## [Instructions for the task]
Output the lines of the material below as a numbered list, skipping blank lines, starting at the line containing "Ground the distant" and ending at the line containing "[99, 134, 376, 143]", both included. Give only those lines.

[Rows from a dataset]

## Begin

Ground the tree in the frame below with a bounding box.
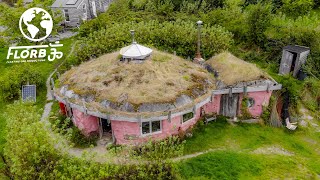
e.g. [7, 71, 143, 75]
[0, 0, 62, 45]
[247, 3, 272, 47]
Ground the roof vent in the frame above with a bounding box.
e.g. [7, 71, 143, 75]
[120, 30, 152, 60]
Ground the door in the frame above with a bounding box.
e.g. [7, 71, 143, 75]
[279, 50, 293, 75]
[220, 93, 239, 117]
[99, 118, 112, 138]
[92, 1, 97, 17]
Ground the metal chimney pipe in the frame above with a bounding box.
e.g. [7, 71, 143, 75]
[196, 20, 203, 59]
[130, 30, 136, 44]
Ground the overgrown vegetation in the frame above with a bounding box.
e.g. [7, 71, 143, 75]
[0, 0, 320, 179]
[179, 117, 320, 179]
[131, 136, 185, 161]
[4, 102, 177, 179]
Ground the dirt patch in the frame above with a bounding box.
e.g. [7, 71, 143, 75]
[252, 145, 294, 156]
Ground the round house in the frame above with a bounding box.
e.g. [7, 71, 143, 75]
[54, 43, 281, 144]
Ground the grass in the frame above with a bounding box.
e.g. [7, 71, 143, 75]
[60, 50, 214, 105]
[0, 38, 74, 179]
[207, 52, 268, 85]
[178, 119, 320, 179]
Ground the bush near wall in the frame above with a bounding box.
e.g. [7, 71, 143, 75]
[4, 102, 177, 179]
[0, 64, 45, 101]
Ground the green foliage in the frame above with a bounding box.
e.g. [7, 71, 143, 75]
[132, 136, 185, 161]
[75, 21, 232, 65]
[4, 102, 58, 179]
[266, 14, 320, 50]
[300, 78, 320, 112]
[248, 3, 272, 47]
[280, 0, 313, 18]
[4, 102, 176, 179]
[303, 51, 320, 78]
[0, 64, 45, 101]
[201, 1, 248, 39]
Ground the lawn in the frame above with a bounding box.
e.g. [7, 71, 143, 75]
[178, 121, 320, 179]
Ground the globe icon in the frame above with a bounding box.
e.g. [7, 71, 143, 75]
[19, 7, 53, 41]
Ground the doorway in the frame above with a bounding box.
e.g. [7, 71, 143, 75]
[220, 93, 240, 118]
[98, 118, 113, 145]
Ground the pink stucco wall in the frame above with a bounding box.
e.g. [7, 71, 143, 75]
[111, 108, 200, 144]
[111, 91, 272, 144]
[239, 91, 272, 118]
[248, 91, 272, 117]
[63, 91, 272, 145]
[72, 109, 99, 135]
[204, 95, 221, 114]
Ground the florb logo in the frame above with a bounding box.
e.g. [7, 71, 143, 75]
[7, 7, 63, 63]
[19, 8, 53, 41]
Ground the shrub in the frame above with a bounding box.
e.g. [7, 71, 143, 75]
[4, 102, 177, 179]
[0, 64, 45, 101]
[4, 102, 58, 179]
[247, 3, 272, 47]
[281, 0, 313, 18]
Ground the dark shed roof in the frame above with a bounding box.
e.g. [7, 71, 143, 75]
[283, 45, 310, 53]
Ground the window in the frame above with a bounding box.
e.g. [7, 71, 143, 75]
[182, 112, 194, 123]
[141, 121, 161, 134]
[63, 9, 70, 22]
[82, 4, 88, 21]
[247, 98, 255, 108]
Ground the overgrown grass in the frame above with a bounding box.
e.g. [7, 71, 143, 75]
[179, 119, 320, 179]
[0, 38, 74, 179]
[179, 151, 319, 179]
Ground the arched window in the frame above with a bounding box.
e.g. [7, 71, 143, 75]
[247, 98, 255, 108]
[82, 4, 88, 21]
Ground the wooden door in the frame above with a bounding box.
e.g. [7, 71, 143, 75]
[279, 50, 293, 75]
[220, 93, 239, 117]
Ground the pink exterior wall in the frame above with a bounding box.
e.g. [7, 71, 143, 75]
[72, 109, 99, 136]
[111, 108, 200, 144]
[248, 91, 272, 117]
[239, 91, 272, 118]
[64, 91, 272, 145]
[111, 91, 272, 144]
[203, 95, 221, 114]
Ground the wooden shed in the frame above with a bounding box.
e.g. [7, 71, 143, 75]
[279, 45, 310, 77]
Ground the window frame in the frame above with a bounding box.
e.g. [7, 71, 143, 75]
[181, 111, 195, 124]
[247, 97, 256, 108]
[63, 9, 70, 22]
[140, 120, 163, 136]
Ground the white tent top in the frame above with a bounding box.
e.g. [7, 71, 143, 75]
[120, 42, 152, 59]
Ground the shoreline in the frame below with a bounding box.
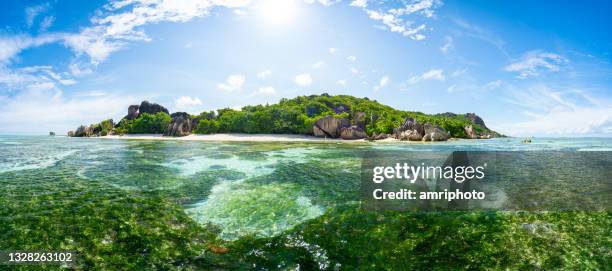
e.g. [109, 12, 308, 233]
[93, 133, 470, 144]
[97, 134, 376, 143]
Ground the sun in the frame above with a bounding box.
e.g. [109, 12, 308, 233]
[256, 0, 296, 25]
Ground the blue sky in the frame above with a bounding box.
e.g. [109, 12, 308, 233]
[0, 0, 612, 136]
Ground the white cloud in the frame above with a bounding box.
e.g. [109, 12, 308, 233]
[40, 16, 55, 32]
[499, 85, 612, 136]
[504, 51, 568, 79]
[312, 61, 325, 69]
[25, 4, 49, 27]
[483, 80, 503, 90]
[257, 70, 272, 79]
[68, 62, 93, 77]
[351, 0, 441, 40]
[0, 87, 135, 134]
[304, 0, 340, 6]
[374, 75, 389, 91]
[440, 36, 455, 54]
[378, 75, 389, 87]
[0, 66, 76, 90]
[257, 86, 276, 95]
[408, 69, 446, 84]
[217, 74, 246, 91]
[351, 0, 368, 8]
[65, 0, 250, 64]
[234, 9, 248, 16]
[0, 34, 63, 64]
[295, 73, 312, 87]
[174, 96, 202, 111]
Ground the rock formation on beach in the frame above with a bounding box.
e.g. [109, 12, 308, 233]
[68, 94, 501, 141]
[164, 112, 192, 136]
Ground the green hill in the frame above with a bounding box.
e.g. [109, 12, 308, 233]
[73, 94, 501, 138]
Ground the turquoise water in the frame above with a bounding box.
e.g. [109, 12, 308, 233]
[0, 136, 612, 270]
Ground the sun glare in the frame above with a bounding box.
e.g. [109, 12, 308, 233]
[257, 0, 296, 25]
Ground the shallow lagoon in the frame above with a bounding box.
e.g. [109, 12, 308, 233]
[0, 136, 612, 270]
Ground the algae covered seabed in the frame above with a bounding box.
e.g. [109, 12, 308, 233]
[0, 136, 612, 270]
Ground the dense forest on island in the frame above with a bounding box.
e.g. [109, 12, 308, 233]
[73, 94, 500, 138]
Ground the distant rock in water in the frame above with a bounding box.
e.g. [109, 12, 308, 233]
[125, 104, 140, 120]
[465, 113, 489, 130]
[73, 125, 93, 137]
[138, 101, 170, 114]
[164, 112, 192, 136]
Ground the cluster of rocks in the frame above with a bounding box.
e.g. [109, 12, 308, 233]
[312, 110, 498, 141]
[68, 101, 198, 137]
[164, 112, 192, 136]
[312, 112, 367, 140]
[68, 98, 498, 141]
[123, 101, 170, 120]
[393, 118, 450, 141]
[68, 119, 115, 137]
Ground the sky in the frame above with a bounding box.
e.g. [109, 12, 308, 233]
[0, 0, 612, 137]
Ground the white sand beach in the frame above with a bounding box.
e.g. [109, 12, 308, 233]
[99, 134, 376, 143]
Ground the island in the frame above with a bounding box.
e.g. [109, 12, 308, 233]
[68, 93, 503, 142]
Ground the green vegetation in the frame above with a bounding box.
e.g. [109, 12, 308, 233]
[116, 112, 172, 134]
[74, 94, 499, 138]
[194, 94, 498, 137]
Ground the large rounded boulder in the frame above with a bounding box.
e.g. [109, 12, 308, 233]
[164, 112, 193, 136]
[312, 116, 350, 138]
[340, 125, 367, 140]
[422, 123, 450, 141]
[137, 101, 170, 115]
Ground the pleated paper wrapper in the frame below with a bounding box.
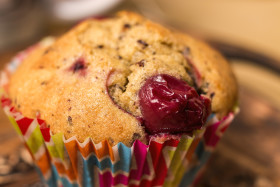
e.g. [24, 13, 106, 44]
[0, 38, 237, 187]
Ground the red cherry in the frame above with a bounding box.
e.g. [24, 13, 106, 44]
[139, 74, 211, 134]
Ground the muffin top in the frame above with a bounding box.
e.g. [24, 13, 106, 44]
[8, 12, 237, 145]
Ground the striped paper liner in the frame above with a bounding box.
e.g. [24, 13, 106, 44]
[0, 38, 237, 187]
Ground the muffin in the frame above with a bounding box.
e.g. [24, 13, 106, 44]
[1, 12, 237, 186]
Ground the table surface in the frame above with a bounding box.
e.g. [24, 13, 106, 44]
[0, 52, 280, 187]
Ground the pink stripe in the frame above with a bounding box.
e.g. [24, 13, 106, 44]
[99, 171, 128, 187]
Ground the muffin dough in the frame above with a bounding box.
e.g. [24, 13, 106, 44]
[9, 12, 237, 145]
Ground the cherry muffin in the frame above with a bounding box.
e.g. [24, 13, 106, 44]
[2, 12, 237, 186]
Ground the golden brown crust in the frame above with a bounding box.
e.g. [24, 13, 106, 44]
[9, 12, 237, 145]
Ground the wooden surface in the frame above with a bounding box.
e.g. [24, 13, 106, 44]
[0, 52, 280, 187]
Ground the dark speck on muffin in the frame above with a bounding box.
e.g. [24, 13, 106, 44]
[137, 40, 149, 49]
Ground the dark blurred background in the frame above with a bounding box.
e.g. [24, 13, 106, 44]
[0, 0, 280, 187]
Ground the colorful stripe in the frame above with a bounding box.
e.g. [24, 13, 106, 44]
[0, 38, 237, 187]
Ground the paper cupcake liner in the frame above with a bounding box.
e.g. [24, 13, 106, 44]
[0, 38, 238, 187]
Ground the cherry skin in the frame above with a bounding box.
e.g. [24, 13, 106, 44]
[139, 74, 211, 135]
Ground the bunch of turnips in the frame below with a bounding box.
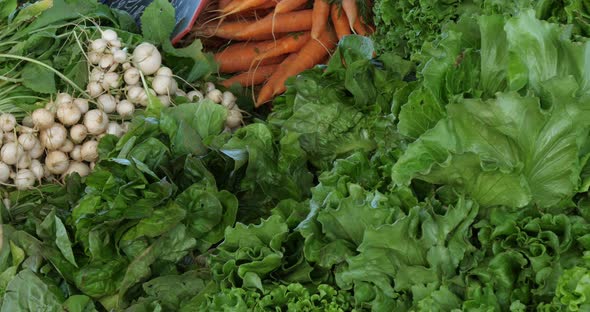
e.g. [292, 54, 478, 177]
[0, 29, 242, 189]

## End

## [Task answer]
1. Ground the distant rock in water in the frame above with a bounding box.
2. e.g. [109, 12, 308, 233]
3. [125, 104, 140, 120]
4. [465, 113, 489, 130]
5. [73, 125, 93, 137]
6. [138, 101, 170, 114]
7. [164, 112, 192, 136]
8. Ground the cluster of rocks in the frame above with a bounding box.
9. e.g. [109, 12, 308, 233]
10. [312, 110, 498, 141]
11. [68, 101, 198, 137]
12. [164, 112, 192, 136]
13. [312, 112, 367, 140]
14. [68, 98, 498, 141]
15. [123, 101, 170, 120]
16. [393, 118, 450, 141]
17. [68, 119, 115, 137]
18. Ground the sky in the frame above with a bounding box.
19. e.g. [109, 12, 308, 233]
20. [0, 0, 612, 137]
21. Ground the white sand beach in the frame above with a bounding box.
22. e.g. [109, 12, 308, 233]
23. [99, 134, 376, 143]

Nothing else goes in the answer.